[Information provided — start]

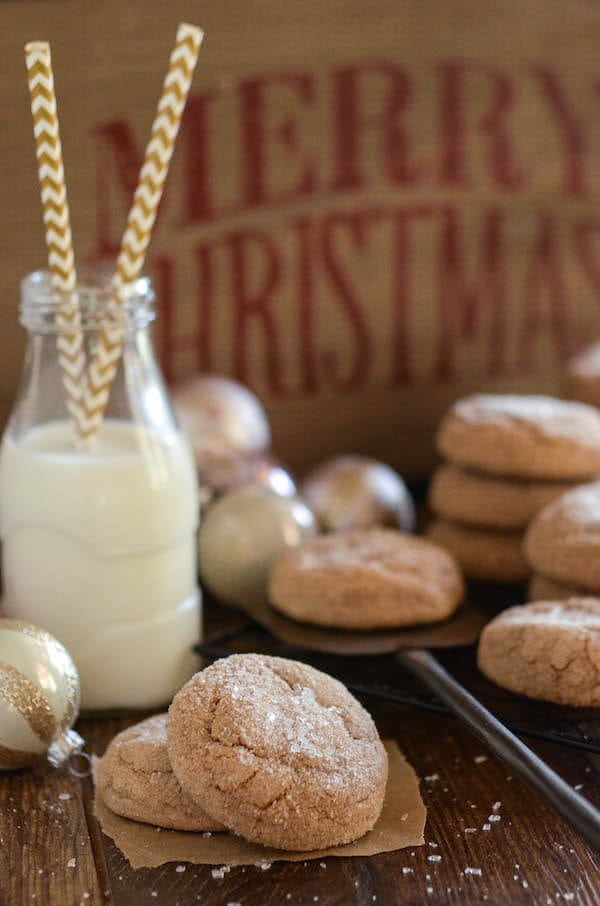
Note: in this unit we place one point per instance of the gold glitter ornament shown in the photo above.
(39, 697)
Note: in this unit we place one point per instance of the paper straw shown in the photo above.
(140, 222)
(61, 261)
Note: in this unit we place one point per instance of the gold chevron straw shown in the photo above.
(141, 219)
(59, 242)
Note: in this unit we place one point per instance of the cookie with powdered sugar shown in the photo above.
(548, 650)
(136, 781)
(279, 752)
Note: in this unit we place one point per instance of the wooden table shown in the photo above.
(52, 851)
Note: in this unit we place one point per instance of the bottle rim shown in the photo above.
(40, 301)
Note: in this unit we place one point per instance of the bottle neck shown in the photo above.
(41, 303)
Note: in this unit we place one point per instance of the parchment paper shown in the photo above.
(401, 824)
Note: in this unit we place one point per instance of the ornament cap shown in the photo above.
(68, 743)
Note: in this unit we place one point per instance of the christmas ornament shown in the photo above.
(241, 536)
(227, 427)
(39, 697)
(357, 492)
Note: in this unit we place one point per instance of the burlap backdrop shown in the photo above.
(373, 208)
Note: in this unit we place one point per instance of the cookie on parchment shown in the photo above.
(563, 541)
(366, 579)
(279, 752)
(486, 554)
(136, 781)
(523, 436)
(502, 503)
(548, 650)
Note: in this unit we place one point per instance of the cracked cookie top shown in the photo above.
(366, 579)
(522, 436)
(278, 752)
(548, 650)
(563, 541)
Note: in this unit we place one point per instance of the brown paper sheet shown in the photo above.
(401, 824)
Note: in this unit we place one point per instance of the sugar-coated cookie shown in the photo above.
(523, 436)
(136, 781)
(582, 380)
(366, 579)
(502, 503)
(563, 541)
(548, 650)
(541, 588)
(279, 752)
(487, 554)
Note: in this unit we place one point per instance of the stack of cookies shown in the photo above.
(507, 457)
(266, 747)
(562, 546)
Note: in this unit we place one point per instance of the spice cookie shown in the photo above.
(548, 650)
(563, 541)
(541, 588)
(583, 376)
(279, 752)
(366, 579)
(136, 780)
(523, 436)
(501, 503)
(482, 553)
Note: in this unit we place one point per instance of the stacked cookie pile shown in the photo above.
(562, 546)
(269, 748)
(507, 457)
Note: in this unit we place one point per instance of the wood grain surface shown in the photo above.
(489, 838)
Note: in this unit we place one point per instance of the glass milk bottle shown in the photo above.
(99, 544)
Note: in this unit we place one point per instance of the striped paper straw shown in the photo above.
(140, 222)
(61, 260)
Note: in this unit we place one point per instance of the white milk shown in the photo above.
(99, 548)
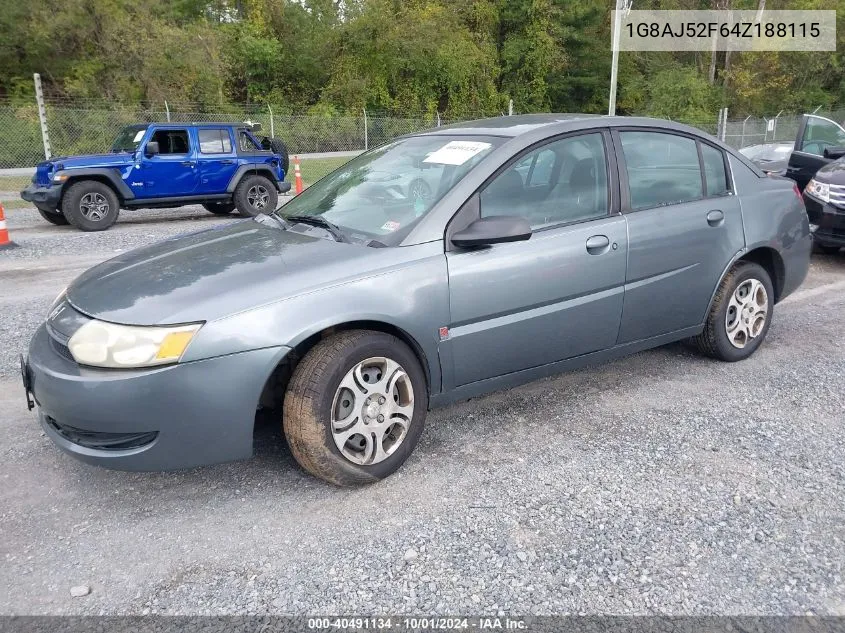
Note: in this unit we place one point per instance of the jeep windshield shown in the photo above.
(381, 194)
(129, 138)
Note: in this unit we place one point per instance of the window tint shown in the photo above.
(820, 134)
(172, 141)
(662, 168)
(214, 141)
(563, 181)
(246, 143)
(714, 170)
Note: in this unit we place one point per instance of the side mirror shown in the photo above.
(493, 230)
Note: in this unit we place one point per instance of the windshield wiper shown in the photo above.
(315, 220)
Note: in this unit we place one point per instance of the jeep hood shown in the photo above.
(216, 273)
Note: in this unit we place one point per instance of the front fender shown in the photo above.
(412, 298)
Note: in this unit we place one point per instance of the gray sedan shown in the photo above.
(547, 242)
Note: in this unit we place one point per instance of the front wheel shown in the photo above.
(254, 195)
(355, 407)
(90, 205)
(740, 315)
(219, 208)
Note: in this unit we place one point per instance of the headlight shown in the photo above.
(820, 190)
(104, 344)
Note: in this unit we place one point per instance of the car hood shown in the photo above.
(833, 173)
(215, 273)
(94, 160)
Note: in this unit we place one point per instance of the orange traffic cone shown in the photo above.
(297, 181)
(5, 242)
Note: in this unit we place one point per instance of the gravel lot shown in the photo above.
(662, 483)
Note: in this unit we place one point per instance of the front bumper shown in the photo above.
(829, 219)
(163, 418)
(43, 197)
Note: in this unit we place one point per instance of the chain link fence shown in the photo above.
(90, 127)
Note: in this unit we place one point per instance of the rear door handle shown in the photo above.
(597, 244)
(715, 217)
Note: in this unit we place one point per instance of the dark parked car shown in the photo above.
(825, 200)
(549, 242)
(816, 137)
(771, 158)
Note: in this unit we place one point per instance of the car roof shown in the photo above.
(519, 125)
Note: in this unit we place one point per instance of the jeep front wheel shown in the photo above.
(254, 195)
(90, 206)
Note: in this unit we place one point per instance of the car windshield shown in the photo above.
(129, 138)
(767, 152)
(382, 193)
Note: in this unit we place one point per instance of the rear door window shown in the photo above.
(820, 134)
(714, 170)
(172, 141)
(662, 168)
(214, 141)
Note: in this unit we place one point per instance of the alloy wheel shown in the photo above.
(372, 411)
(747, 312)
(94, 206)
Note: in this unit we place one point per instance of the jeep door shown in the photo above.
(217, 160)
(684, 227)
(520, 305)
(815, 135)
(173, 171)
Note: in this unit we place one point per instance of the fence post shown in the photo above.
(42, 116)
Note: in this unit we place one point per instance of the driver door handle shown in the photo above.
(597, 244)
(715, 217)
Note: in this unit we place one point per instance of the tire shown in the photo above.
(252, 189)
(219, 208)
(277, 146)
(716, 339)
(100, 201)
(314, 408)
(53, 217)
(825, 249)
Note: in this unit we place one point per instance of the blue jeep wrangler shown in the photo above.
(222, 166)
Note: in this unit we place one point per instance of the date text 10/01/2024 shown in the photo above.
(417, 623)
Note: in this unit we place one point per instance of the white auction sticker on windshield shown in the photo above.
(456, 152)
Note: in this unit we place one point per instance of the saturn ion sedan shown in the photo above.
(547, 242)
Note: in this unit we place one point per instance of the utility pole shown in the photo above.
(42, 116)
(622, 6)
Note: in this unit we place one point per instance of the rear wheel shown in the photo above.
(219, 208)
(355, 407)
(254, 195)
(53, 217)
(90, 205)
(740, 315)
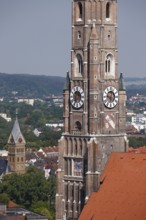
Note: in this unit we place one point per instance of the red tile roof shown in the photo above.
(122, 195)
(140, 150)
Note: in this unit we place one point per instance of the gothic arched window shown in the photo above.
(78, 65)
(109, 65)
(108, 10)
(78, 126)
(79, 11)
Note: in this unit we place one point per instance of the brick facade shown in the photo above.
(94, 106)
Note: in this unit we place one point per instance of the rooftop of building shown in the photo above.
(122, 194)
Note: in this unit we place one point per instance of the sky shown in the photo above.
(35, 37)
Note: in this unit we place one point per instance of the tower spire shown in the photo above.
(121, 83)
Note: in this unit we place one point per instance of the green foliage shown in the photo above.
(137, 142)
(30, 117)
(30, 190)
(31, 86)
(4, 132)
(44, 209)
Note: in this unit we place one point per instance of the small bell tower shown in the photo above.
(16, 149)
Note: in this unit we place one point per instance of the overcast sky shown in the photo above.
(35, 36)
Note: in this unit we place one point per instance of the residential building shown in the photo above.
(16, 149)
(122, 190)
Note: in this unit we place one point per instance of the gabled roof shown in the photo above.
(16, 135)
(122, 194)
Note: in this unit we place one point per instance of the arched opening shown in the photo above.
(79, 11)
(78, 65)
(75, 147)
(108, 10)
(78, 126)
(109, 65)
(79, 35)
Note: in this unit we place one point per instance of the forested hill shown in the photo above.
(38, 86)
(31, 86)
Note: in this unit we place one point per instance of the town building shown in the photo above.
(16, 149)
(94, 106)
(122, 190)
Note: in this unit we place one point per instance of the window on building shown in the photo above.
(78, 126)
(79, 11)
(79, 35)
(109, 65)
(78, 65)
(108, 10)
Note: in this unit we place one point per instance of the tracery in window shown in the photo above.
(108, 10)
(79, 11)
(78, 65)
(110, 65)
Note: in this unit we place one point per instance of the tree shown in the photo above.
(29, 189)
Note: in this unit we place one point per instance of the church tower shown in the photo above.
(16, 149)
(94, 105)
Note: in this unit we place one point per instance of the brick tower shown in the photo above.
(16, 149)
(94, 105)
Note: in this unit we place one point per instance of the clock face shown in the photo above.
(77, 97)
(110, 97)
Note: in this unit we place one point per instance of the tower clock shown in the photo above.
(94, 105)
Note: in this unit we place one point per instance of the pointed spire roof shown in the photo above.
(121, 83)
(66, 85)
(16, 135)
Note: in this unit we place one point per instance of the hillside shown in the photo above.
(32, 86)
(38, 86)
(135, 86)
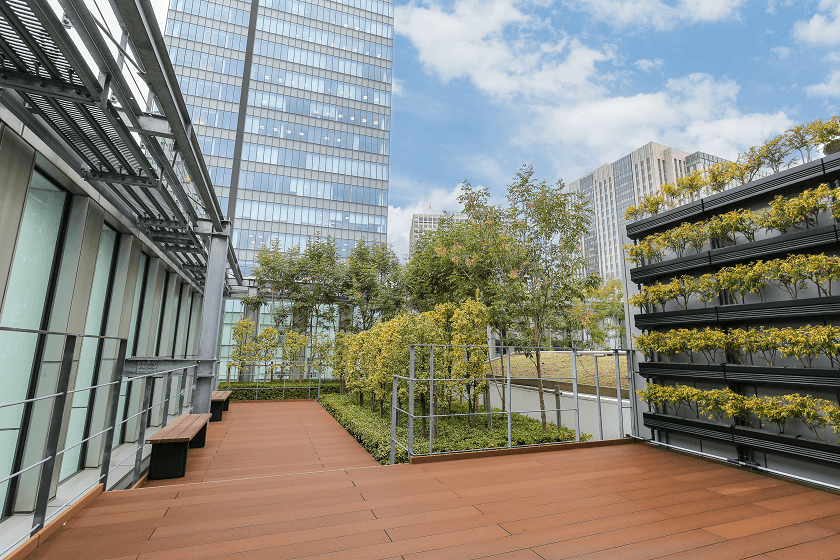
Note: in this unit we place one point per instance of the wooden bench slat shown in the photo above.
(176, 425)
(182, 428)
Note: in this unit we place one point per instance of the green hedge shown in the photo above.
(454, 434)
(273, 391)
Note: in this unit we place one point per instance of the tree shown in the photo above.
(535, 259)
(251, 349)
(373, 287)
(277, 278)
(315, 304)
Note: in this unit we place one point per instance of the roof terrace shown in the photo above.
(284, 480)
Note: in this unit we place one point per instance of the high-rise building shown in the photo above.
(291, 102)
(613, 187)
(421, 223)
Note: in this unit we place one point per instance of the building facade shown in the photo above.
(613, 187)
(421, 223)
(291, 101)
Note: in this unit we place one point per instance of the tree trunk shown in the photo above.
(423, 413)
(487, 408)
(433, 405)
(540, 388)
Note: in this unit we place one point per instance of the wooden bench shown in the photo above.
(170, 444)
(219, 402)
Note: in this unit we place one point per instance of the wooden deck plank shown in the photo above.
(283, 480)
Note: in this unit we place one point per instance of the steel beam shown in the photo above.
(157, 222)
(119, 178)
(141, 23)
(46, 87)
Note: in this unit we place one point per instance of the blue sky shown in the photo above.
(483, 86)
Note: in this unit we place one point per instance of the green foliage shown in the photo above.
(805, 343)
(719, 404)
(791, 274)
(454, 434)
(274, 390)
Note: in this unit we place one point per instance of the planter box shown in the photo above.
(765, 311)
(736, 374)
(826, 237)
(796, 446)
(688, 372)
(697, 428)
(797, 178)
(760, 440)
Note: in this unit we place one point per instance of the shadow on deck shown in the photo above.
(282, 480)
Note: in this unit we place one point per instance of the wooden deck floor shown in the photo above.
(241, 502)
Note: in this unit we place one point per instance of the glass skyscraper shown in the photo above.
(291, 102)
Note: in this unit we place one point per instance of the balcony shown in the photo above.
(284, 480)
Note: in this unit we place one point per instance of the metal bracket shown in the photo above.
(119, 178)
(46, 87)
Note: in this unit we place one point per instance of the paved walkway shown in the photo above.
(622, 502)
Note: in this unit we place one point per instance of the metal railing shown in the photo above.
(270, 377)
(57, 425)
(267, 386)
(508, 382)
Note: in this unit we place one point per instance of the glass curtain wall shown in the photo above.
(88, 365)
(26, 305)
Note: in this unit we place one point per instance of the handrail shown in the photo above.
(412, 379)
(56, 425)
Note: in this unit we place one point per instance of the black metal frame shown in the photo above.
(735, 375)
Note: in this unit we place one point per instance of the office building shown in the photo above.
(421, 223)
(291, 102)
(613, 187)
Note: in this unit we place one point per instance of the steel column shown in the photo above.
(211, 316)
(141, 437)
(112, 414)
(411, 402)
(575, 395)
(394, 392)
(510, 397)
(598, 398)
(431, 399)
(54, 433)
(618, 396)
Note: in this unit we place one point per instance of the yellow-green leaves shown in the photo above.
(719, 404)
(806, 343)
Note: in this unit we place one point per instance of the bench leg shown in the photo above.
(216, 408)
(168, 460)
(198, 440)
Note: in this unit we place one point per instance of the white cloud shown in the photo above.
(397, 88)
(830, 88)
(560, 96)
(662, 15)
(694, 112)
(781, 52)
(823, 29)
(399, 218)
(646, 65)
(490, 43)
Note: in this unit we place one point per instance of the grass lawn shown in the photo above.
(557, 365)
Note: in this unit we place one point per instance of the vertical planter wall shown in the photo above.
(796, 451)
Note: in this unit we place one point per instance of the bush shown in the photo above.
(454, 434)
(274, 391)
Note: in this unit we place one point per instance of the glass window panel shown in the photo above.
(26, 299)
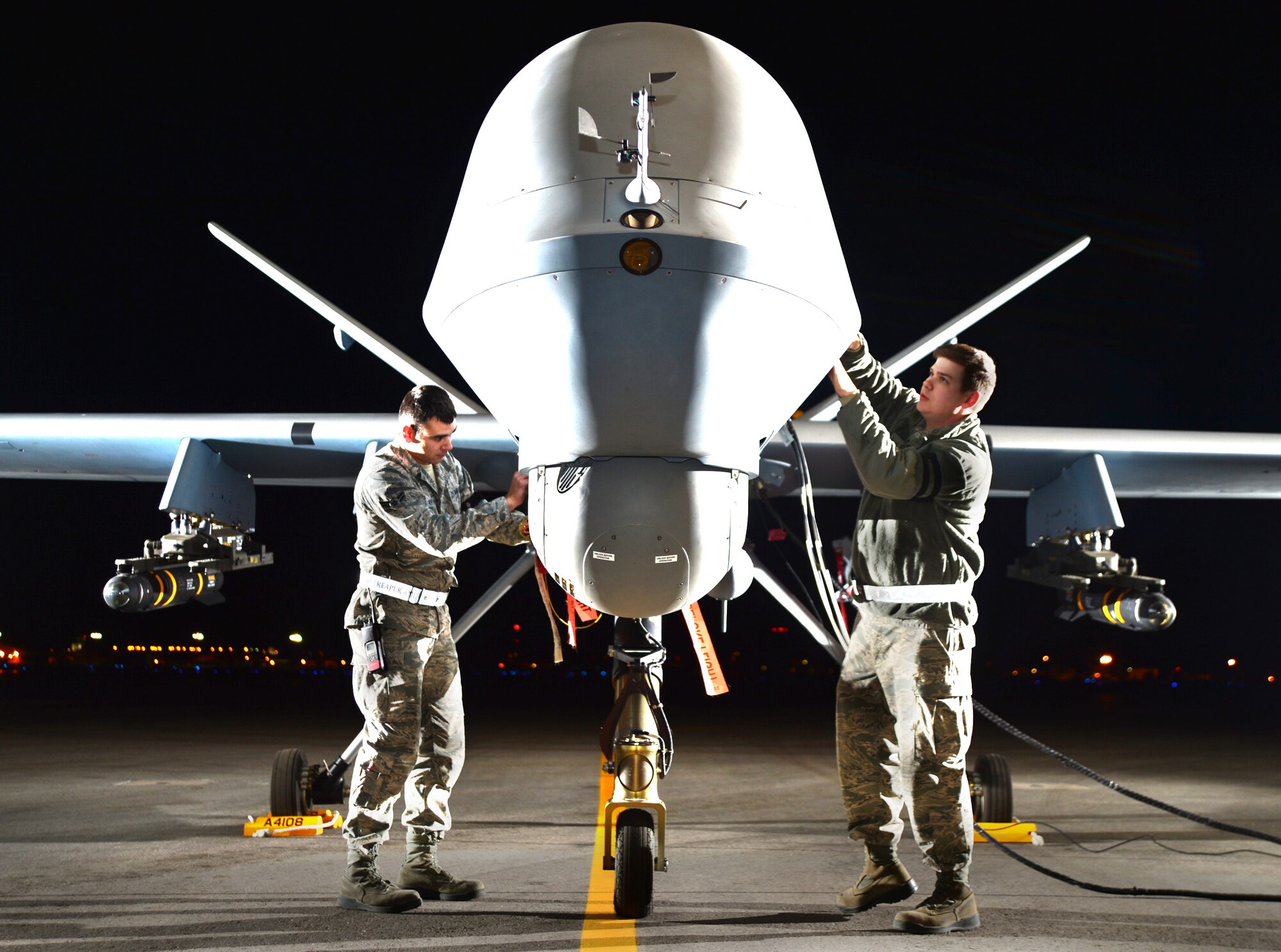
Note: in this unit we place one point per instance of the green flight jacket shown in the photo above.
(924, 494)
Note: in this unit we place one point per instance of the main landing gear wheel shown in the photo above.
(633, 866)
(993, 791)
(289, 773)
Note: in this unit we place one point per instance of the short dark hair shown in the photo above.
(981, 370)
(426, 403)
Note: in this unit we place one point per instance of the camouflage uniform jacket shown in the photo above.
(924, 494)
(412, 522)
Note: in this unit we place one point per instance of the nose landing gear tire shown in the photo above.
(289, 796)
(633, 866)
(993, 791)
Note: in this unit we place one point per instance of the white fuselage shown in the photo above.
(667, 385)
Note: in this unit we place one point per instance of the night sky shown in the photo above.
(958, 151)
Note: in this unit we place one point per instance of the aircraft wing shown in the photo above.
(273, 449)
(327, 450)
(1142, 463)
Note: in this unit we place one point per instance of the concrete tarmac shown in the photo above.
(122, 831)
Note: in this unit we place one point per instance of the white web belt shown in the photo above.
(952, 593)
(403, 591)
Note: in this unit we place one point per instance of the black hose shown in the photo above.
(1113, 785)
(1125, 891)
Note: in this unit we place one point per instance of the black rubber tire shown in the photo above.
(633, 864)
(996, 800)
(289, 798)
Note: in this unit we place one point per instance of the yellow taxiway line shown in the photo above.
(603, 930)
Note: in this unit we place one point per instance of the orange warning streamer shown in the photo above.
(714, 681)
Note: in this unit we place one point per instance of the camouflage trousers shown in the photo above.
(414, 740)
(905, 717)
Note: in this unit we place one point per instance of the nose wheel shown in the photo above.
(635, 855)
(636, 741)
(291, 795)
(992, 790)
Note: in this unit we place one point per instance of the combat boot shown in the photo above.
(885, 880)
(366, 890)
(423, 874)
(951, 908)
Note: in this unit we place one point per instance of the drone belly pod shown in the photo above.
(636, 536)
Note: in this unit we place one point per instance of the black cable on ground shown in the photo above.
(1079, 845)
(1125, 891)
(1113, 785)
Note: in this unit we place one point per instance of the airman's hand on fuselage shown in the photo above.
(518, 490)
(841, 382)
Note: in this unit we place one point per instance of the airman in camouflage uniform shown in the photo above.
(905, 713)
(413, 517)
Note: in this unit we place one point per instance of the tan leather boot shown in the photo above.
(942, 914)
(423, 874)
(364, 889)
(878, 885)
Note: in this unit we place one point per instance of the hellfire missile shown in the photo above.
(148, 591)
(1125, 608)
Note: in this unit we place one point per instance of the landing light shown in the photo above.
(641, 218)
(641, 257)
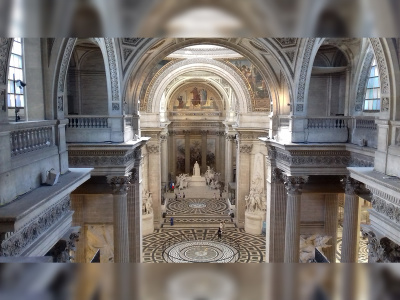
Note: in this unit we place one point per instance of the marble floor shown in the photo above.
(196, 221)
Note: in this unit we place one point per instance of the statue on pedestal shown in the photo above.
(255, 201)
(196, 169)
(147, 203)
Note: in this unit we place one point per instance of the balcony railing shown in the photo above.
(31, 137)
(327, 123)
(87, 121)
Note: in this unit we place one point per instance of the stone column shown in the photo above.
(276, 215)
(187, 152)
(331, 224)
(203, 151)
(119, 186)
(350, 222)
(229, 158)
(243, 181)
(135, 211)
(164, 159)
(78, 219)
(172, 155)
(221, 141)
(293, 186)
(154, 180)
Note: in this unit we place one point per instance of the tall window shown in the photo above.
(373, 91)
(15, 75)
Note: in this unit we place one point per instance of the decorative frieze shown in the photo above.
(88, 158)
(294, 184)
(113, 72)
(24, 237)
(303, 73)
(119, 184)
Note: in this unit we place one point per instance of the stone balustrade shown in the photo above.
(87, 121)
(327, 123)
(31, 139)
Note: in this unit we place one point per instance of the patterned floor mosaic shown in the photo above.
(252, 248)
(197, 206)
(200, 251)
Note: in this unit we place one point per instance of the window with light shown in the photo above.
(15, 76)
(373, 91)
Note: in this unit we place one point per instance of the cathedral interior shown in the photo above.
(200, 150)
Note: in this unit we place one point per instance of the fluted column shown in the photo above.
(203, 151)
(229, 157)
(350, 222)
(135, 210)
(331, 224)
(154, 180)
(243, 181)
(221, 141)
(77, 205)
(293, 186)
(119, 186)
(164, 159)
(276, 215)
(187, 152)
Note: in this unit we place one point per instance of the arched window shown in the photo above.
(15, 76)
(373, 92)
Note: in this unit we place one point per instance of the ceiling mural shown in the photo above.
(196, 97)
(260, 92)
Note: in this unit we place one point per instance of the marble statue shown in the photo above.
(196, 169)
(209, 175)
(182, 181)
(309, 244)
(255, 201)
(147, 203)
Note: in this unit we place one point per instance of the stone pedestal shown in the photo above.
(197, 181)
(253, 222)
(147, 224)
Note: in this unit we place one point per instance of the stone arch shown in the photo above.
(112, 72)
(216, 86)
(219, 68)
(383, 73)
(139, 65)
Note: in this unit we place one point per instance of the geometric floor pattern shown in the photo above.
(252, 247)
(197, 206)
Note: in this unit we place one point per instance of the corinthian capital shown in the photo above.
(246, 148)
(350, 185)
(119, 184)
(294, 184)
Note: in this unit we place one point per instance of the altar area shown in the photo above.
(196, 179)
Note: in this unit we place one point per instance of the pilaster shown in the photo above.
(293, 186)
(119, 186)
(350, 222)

[Information provided — finish]

# Exercise aim
Keep only the lines from the one containing "area shown in the photo above." through the final line of the records, and transcribe them exactly.

# Answer area
Note: in this unit we place one point per instance of the altar area shown in the photo above.
(196, 179)
Note: in this unit we place one point per instance of the pilaster shown in the photo above.
(293, 186)
(119, 186)
(350, 222)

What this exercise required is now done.